» SHORT EXERCISE: Turn the entries below into a two-column CSV with the headers "prompt" and "boxes", one row per entry. Put each entry's text in one quoted field and its answer in the other, with line breaks replaced by spaces.

═══ RECORD SET ═══

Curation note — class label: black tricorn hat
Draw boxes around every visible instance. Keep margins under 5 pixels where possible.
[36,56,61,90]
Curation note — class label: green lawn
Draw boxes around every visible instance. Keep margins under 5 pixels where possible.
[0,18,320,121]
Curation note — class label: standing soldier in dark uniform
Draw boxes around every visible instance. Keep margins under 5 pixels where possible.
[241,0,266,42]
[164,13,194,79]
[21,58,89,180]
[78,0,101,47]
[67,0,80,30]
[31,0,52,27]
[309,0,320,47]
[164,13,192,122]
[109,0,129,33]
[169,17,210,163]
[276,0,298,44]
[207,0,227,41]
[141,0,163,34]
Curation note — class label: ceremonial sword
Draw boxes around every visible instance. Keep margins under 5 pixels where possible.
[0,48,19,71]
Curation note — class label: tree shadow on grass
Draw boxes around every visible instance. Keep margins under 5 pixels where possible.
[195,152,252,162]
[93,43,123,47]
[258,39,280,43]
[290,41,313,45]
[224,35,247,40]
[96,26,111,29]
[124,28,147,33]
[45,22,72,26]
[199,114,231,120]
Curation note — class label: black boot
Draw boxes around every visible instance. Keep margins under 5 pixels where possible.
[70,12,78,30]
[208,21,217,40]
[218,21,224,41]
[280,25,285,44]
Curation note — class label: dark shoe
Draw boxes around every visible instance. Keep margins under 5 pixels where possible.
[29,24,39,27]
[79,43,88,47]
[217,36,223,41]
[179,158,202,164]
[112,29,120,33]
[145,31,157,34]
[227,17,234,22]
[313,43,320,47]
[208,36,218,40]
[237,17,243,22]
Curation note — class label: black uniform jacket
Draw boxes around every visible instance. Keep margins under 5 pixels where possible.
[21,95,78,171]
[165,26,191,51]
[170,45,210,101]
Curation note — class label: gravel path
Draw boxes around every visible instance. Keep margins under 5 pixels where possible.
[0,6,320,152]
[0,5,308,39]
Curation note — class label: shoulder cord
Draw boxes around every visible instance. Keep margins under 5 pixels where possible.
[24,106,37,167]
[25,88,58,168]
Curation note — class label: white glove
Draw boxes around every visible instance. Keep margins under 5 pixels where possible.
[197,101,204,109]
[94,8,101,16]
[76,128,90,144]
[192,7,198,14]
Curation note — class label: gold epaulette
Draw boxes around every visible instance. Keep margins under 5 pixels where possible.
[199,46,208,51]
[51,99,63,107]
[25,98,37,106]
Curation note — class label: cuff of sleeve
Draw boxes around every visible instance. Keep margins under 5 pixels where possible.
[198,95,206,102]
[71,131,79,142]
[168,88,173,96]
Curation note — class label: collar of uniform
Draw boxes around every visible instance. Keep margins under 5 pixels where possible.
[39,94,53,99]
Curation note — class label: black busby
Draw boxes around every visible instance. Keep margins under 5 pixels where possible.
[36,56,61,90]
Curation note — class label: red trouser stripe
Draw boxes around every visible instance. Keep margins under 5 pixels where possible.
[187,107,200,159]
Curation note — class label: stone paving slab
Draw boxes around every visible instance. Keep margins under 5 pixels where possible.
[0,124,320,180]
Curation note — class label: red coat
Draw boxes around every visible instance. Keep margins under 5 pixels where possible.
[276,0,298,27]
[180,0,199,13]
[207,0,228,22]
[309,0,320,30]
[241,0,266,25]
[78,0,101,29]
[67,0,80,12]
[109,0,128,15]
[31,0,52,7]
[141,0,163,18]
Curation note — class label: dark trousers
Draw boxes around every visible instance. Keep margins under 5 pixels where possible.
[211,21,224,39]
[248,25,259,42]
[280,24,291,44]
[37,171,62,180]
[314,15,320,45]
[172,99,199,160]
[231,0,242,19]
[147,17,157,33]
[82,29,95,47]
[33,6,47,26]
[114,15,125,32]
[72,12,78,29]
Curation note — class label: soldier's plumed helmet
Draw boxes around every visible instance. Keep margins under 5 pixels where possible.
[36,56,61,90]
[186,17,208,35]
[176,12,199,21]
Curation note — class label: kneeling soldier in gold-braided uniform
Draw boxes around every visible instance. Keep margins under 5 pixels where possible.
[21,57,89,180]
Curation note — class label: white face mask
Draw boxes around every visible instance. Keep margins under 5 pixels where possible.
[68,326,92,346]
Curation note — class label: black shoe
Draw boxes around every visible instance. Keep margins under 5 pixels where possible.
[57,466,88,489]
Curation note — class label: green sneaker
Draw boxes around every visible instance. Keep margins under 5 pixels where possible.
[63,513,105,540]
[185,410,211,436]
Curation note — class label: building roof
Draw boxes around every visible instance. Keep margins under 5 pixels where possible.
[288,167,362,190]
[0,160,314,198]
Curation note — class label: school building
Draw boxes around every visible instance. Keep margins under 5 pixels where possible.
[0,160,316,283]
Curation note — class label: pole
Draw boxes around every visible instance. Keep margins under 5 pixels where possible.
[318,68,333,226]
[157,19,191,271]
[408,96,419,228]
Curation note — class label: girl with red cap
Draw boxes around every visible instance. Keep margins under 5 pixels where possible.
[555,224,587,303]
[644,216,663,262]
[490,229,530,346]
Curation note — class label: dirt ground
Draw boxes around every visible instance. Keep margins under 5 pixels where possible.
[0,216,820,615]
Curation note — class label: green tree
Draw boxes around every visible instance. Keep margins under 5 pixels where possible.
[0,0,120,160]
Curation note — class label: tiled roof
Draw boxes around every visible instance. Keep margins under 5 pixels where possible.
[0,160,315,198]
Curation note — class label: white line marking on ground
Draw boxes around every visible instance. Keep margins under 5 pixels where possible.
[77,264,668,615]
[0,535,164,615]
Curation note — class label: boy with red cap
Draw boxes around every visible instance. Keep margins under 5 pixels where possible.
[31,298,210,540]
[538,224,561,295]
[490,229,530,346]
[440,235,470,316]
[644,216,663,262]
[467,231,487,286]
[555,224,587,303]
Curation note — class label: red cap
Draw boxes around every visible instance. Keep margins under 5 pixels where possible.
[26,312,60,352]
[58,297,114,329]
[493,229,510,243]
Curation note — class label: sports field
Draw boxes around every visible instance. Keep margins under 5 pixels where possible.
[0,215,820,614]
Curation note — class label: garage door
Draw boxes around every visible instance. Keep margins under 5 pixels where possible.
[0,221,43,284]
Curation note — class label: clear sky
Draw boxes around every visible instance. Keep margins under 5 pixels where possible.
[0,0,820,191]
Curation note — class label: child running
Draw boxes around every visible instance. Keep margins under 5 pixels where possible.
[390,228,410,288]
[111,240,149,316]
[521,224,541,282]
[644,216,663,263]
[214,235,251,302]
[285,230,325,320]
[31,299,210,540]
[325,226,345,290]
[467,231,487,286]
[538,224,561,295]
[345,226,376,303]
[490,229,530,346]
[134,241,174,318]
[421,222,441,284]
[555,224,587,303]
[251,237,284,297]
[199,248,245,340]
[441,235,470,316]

═══

» ANSWER FOR THIS EXERCISE:
prompt,boxes
"Curation note — class label: black tricorn hat Draw boxes around every visible instance. Keep margins under 5 pixels where possible.","[36,56,61,90]"
"Curation note — class label: green lawn Draw boxes around every visible instance. Keep margins under 5 pixels where possible.","[0,18,320,121]"
"Curation note — class label: standing soldier in dark uniform Draw boxes around every visible instance. Keep margins under 5 pixels where possible.","[241,0,266,42] [164,13,194,79] [21,58,89,180] [78,0,101,47] [67,0,80,30] [31,0,52,27] [309,0,320,47] [164,13,192,122] [109,0,129,33] [169,17,210,163] [276,0,298,44] [207,0,227,41] [141,0,163,34]"
"Curation note — class label: ceremonial sword Draw boxes around every visible instance. Keep margins under 5 pixels where possible.","[0,48,19,71]"
"Curation note — class label: tree shadow on grass Draw boxes around every visible instance. Keep margins under 5 pixels where possible.","[195,152,252,162] [93,43,123,47] [258,39,280,43] [290,41,313,45] [224,35,247,40] [96,26,111,29] [124,28,147,33] [45,22,72,26] [199,114,231,120]"
"Curation note — class label: black boot Draw boxes around every visible instance. Keep margins under 5 pixels where possible.","[70,12,78,30] [208,21,217,40] [218,21,224,41] [280,25,285,44]"
"Curation note — class label: dark shoe Draw boxes around every visible instance. Keep margins under 5 pixels where possible.","[29,24,39,27] [79,43,88,47] [217,36,223,41] [179,158,202,164] [112,29,120,33] [145,31,157,34] [227,17,234,22] [313,43,320,47] [208,36,218,40] [237,17,243,22]"
"Curation note — class label: black uniform jacket Draw boxes around every visible instance. Keep margins under 5 pixels where possible.","[21,95,78,171] [165,26,191,51] [170,45,210,101]"
"Curation note — class label: gravel path Draw boxes around every visible instance. Keep margins under 5 pixels where possible.","[0,6,320,152] [0,5,308,39]"
"Curation note — class label: shoulder cord Draw boxes around every visible instance. Keep margins under 5 pixels where possible.","[24,106,37,167] [25,88,58,168]"
"Curation note — class label: white glove Draw boxes around every visible instance. Keep margins under 5 pixels where possible.","[197,101,204,109] [94,8,101,16] [76,128,90,144] [192,7,198,14]"
"Curation note — class label: gold epaulette Draw boxes around every visible instance. Keep margins under 5 pixels where possible.","[199,46,208,51] [51,99,63,107] [25,98,37,106]"
"Curation note — class label: cuff of sleeve Draw boxes around every visible instance. Keep margins under 5 pixels where possible.","[198,95,206,102] [71,131,79,142] [168,88,173,96]"
"Curation note — class label: collar of uniform Draw boxes around every visible instance. Keep margins under 5 pixels where possible.","[39,94,53,99]"
"Curation note — class label: black busby Draw boxes around every visible instance. Keep margins under 5 pixels where possible.","[36,56,61,90]"
"Curation note — class label: red trouser stripe Draw boxes around every visible instance. Keep margins under 5 pixels where possible.","[187,107,200,159]"
"Curation note — class label: stone paving slab Draw boxes around every visible instance. Keep margins under 5 pixels where possible.","[0,124,320,180]"
"Curation note — class label: red coat Draw boxes around every visible instance. Keep margins under 5 pixels where possible.","[276,0,298,27] [180,0,199,13] [207,0,228,22] [309,0,320,30] [241,0,266,25] [78,0,101,29] [67,0,80,12] [109,0,128,15] [31,0,52,7] [141,0,163,18]"
"Curation note — class label: dark trousers Draw boxes around every visible instance. Keep margins under 5 pixels where possible.","[211,21,224,39] [248,25,259,42] [280,24,291,44] [37,171,62,180] [314,15,320,45] [172,99,199,160] [231,0,242,19] [147,17,157,33] [82,29,95,47] [33,6,47,26] [114,15,125,32] [72,12,78,29]"
"Curation note — class label: soldier's plumed helmet Draw boxes around every visible instance. Keep margins under 5 pixels where possible.","[36,56,61,90] [186,17,208,35] [176,12,199,21]"
"Curation note — class label: kneeling soldier in gold-braided uniform Draw boxes around every visible instance. Keep margins under 5 pixels where possible.","[21,57,89,180]"
"Curation note — class label: white face mask Draw boxes around every visible instance. Keep margins under 5 pixels where possible.","[68,326,92,346]"
"Curation note — class label: black shoe Draw boxes around every visible instance. Keep margins under 5 pixels where possible.","[57,466,88,489]"
"Curation note — class label: green sneaker Draw boxes around every visible instance. Keep margins under 5 pixels where possible.","[63,513,105,540] [185,410,211,436]"
"Curation note — class label: building roof Draw boxes around every visible instance. Keep margins under 5 pixels where possible.","[288,167,362,190] [0,160,314,198]"
"Curation note — class label: school building Draw boxes around every visible instance. Keep margins under 5 pixels where possible.","[0,160,316,283]"
"Curation note — class label: pole Draw boxes around every visible instance. Keep margins under 5 pixels where possible.","[318,68,333,226] [157,19,191,271] [408,96,419,228]"
"Curation note — class label: girl with red cap Draw boxes around every visible instance. Keep margins under 5 pixels where possible.","[555,224,587,303] [644,216,663,262] [490,229,530,346]"
"Curation note — class label: dirt ground Draw boxes around every visible instance. Keep margins under 5 pixels where possible.","[0,216,820,615]"
"Curation note — class label: green tree Draw boxes around every visible instance. Keep margins under 5 pixels where possible.","[0,0,120,160]"
"Curation note — class label: tiled roof Draw boxes around every visible instance. Keep margins under 5 pixels where possible.","[0,160,315,198]"
"Curation note — class label: white line marking on ground Draw boxes around every visible instance. Keep margins under 5 pixels where possible.","[77,264,668,615] [0,535,164,615]"
"Curation note — class label: boy with red cap Draw boxes around every visible instance. Keep margins under 5 pixels where possible.","[31,298,210,540] [538,224,561,295] [490,229,530,346] [440,235,470,316] [644,216,663,262] [467,231,487,286] [555,224,587,303]"
"Curation note — class label: red cap Draw boxes around every visible instance. Keep margins under 5 pixels where possible.","[26,312,60,352] [58,297,114,329] [493,229,510,243]"
"Curation note — class label: sports field Draw boxes around every visible instance. Keep margins under 5 pixels where possible.","[0,215,820,614]"
"Curation note — class label: garage door Draw boxes around every visible instance. Keep margins under 5 pixels where possible.","[0,221,43,284]"
"Curation note — class label: clear sky Draw boxes around every visible instance. Keep margins under 5 pixels where possible.","[0,0,820,191]"
"Curation note — class label: child running Draw boxes around every visible instance. Keep margins under 5 pixels where possible.","[390,228,410,288] [111,240,149,316] [521,224,541,282] [644,216,663,263] [214,235,251,302] [285,230,325,320] [31,299,210,540] [325,226,345,290] [467,231,487,286] [538,224,561,295] [345,226,376,303] [490,229,530,346] [134,241,174,318] [421,222,441,284] [555,224,587,303] [251,237,284,297] [199,248,245,340] [441,235,470,316]"